DATA ENTRIES:
## start

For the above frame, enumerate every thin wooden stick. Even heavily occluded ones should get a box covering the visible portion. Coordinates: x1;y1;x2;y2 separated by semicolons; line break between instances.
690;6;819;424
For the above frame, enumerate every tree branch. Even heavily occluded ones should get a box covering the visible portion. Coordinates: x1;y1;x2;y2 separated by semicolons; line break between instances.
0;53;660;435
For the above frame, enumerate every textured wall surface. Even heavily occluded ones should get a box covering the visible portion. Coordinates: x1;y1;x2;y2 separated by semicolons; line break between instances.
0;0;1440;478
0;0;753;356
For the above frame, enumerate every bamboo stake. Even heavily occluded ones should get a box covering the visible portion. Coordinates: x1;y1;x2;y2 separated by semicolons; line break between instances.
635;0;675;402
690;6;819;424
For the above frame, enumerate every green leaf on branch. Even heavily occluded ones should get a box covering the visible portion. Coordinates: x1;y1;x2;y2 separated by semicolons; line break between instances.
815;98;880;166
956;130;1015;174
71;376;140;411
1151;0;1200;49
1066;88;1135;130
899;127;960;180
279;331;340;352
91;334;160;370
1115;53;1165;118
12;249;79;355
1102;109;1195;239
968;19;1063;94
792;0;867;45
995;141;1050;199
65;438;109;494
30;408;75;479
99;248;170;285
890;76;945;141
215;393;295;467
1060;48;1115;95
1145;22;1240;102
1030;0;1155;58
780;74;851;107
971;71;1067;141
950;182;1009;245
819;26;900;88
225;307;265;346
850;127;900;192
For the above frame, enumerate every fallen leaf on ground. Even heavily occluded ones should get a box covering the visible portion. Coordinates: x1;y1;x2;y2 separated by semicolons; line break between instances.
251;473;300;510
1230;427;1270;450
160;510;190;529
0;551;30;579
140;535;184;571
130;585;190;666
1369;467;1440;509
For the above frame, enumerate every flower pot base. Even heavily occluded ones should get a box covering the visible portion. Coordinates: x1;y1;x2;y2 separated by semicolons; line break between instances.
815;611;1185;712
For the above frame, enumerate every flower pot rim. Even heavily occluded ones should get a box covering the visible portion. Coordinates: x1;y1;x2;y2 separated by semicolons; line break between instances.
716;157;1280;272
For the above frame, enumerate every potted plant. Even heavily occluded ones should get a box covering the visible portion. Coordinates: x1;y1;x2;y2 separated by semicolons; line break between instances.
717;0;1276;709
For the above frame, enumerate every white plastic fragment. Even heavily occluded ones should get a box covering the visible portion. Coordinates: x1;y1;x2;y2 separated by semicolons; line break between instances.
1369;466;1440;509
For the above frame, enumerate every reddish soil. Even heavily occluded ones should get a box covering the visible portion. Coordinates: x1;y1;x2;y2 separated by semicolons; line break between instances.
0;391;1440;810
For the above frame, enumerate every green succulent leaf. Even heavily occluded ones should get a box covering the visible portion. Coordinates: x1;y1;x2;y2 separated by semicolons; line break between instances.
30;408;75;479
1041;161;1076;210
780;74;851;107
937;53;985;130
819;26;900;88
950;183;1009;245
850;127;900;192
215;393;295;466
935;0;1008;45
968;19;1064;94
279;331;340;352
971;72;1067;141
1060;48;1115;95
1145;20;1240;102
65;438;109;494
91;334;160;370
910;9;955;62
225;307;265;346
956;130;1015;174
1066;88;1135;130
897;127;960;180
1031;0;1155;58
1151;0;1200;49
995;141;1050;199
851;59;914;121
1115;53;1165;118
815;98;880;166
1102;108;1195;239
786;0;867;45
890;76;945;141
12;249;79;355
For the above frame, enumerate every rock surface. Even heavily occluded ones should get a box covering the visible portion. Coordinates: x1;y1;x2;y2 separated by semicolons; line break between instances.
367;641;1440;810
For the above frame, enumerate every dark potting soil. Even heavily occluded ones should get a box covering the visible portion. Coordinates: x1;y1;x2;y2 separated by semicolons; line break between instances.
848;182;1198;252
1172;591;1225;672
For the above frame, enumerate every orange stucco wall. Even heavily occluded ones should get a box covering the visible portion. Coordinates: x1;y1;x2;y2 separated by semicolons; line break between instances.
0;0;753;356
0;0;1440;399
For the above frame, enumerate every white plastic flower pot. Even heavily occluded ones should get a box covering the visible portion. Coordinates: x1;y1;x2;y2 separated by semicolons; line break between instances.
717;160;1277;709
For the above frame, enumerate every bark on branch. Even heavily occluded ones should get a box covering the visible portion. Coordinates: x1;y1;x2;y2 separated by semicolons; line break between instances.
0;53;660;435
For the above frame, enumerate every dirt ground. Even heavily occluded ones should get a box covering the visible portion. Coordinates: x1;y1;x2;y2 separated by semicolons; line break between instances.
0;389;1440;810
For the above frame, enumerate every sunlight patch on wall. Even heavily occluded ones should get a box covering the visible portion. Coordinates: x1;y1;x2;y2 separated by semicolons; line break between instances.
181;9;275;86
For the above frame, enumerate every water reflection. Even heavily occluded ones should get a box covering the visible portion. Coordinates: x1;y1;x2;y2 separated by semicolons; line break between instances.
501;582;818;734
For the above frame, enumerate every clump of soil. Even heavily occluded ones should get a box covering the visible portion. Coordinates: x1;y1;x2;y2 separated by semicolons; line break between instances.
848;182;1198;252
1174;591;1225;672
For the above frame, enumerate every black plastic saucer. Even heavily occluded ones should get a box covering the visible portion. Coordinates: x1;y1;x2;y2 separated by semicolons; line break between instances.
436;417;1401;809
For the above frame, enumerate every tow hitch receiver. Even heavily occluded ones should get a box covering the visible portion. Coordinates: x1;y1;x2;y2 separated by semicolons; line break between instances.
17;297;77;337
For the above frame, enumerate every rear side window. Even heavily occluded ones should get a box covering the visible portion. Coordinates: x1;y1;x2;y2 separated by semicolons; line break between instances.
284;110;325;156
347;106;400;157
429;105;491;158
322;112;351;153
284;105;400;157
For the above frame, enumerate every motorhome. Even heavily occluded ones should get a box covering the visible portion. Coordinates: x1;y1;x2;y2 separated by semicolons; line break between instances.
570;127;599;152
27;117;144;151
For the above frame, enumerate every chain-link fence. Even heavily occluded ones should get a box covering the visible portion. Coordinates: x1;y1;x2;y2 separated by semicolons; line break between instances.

## end

Reproduce the entire listing above verbatim, from its first line through its last, with no changes.

CORRECT ANSWER:
For the above frame, enumerate every thin wooden stick. Even heavily occluded ones should get a box covering the visible portion. Coordinates: x1;y1;x2;y2 separated by semicolons; line break between instances.
690;6;819;424
For the above frame, enumerate every tree branch. Even heavily occluded ones should get a box covering the visible portion. Coordinates: x1;y1;x2;y2 separated by semicolons; line break between instances.
0;53;660;435
For the above frame, enumerate every textured wall surface. Even heavily occluded ones should get a box covering the visible portion. Coordinates: x1;y1;x2;y2 separated by semicolons; line break between instances.
0;0;1440;478
0;0;753;356
For the above frame, enumerate every bamboo stake. Even heavily occluded ones should get a box covering the visible portion. Coordinates: x1;y1;x2;y2 separated by semicolons; line break between instances.
635;0;675;402
690;6;819;424
For the above frame, enumerate every green leaf on branch. Even heavily occluded ones should get a box covering the visible portion. Coordinates: x1;y1;x2;y2 separated by semicolons; line break between instances.
815;98;880;166
956;130;1015;174
71;376;140;411
1151;0;1200;49
1066;88;1135;130
899;127;960;180
279;331;340;352
91;334;160;370
1115;53;1165;118
12;249;79;355
1102;109;1195;239
968;19;1063;94
792;0;867;45
995;141;1050;199
65;438;109;494
30;408;75;479
99;248;170;285
890;76;945;141
215;393;295;467
1060;48;1115;95
1145;22;1240;102
1030;0;1155;58
780;74;851;107
971;71;1067;141
950;182;1009;245
819;26;900;88
225;307;265;346
850;127;900;192
For the above frame, enumerate every fallen leaf on ground. Even heavily occluded ones should get a box covering the visible portion. Coordinates: x1;y1;x2;y2 separated by semicolons; line break between instances.
251;473;300;510
1230;427;1270;450
160;510;190;529
0;551;30;579
140;535;184;571
130;585;190;666
1369;467;1440;509
For the above frame, enumerate every flower pot base. Even heavily occluded ones should get a box covering the visible portion. Coordinates: x1;y1;x2;y2 separated by semicolons; line break between instances.
815;611;1185;712
For the above frame, enumerate every flower pot rim. Even heavily occluded ones should get a box covering the visible portion. Coordinates: x1;y1;x2;y2 separated by semicolons; line break between instances.
716;157;1280;272
For the above frame, enumerate every potted plant. Even heavily occluded ones should get a box covering the visible portion. Coordinates: x1;y1;x2;y2 separated by semicolons; line break between instances.
717;0;1276;709
For the above frame, enumerate every white plastic fragment. Even heavily occluded ones should get a box covering the visible portion. Coordinates: x1;y1;x2;y2 separated by semicolons; line break between instances.
1369;466;1440;509
For the above frame, enumerate every reddish soil. Even heavily occluded ones should get a box covering the visible portion. Coordinates: x1;y1;x2;y2 separated by semicolons; line break between instances.
0;391;1440;810
For the above frame, enumerate every green succulent leaf. Even heavily occluded ones should get a box covering the visible portion. Coordinates: x1;y1;x2;y2 separated by semicolons; line break between instances.
30;408;75;479
1041;161;1076;210
780;74;851;107
937;53;985;130
819;26;900;88
950;183;1009;245
850;127;900;192
215;393;295;466
935;0;1008;45
968;19;1064;94
279;331;340;352
971;72;1067;141
1060;48;1115;95
1145;20;1240;102
65;438;109;494
91;334;160;370
910;9;955;62
225;307;265;346
956;130;1015;174
1066;88;1135;130
897;127;960;180
1031;0;1155;58
1151;0;1200;49
995;141;1050;199
851;59;914;121
1115;53;1165;118
815;98;880;166
1102;108;1195;239
786;0;867;45
890;76;945;141
12;249;79;355
For the above frame, enumerate every rock surface. Even heavily occluded ones should get a box covering the visible portion. Coordinates: x1;y1;x2;y2 separated by semicolons; line break between instances.
367;641;1440;810
For the above frame, enumerate every dark potting soil. Even heavily occluded ones should get a box covering the visible portion. Coordinates: x1;y1;x2;y2 separated by semicolons; line break between instances.
848;182;1198;252
1172;591;1225;672
For the above frame, enumerate every orange stucco wall. Even heavily occluded ones should get a box covering the visible portion. Coordinates: x1;y1;x2;y2 separated by semicolons; line break between instances.
0;0;753;356
0;0;1440;399
For the above frame, enumerate every white plastic flower pot. Even heavily occluded ones should get a box covering the visible portion. Coordinates: x1;y1;x2;y2 separated by semicolons; line break between instances.
717;160;1277;709
For the above frame, enumerate every bark on branch. Even heavily occluded ones should get a box covering the visible portion. Coordinates: x1;y1;x2;y2 separated by semicolons; line break between instances.
0;53;660;435
For the above frame, enumerate every dirt ground. Even heavily occluded ones should get a box covering the visible portion. Coordinates: x1;y1;x2;y2 separated by semicolons; line break between instances.
0;389;1440;810
For the above frame, enumerate every sunlight patch on wall. Even heavily occluded ones should get a box covering the visible portion. Coordinates: x1;y1;x2;y2 separated by semicolons; line break between instances.
181;9;275;86
For the above frame, enumerate every water reflection. Even heavily occluded ones should get a box covering the visible portion. Coordinates: x1;y1;x2;y2 separated by semicolons; line break between instances.
501;582;818;734
For the above frame, enumerate every clump of soil. Even heavily occluded ones should get a box covering the visible portion. Coordinates: x1;y1;x2;y2 separated by semicolons; line break between instances.
848;182;1198;252
1174;591;1225;672
For the above frame, enumerate every black plastic saucer. Even heavily occluded ones should get a box covering the visible portion. Coordinates: x1;y1;x2;y2 separated by semicolons; line break between instances.
436;417;1401;809
For the above frame, enumerate every tow hitch receiver. Even heavily occluded ones should get a box covering the visible portion. Coordinates: x1;y1;x2;y2 separated by semicolons; line break between instances.
17;297;77;337
For the above frame, enumerate every rear side window. Even heavily occluded ones should get a box covering the visible portion. Coordinates: x1;y1;x2;y2 separated by semicolons; line break between instances.
284;110;325;156
347;106;400;157
429;105;491;158
322;112;351;153
284;105;400;157
For the above frame, enumerate every motorhome. Even heavily occluded ones should get a box covering the visible portion. Coordinates: x1;y1;x2;y2 separated by semicolons; line break between instances.
570;127;599;152
27;117;144;151
For the above frame, enumerate every chain-link fence. Even heavily occluded ones should get a box covering the visible portion. Coordinates: x1;y1;x2;y2 separated by semicolons; line break between instances.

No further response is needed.